• _Brano_:
● ● ● ● ● ● ●

Alla strategia di anticipare subito la terza dose, si antepone, e non si aggiunge, quella di contrastare la diffusione dell’infezione. L’attenzione non può che cadere sui non vaccinati per scelta, che diventano i noti “no-vax”. Cominciano le prime restrizioni per frequentare alcuni ambienti chiusi, compresi quelli di lavoro. Nasce il “green pass” che consente come alternativa alla vaccinazione l’effettuazione di un tampone che però, a causa della brevità del suo potere informativo sull’assenza d’infezione, implica di essere ripetuto più volte alla settimana. L’obbligatorietà vaccinale viene riservata soltanto ad alcune categorie di lavoratori, dapprima del comparto sanità e solo successivamente della scuola e della sicurezza.

Il cerchio si stringe e l’intolleranza verso le restrizioni delle libertà individuali amplifica la propria adesione a fronte dei percepiti insuccessi della Scienza, che sembra inerme di fronte ad un nemico sempre in grado di superare agevolmente trincee erette di volta in volta a propria difesa e di seminare comunque vittime, insieme ad un’ansia che si fa progressivamente angoscia. A nulla servono i richiami del Comitato Tecnico Scientifico e dell’Istituto Superiore di Sanità sul fatto che il rischio di morte per un non-vaccinato rimane, nonostante i limiti dello stesso vaccino, estremamente più elevato di un vaccinato con tre o anche due dosi, parimenti al rischio d’infettare che nei vaccinati si manifesta soltanto in rare e strette finestre temporali. Differenze quantitative rilevanti che però non riescono a fare breccia non solo nel muro dei negazionisti, ma anche degli scettici.

● ● ● ● ● ● ●

• _Dati archiviati_:
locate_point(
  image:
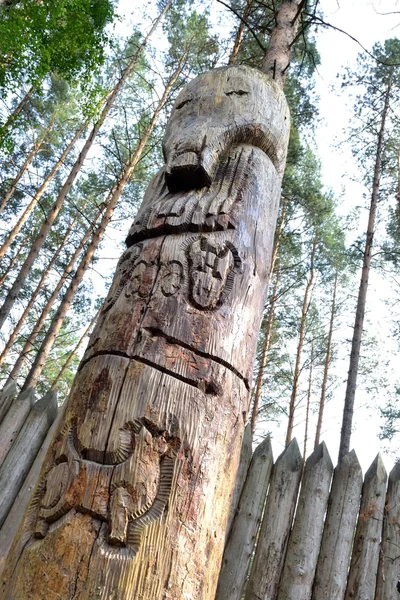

● ● ● ● ● ● ●

• _Compito_: Trascrivi fedelmente la parte del brano sulle restrizioni anti-Covid che va da "Il cerchio si" fino a "anche degli scettici." compreso.

• _Risposta finale_:
Il cerchio si stringe e l’intolleranza verso le restrizioni delle libertà individuali amplifica la propria adesione a fronte dei percepiti insuccessi della Scienza, che sembra inerme di fronte ad un nemico sempre in grado di superare agevolmente trincee erette di volta in volta a propria difesa e di seminare comunque vittime, insieme ad un’ansia che si fa progressivamente angoscia. A nulla servono i richiami del Comitato Tecnico Scientifico e dell’Istituto Superiore di Sanità sul fatto che il rischio di morte per un non-vaccinato rimane, nonostante i limiti dello stesso vaccino, estremamente più elevato di un vaccinato con tre o anche due dosi, parimenti al rischio d’infettare che nei vaccinati si manifesta soltanto in rare e strette finestre temporali. Differenze quantitative rilevanti che però non riescono a fare breccia non solo nel muro dei negazionisti, ma anche degli scettici.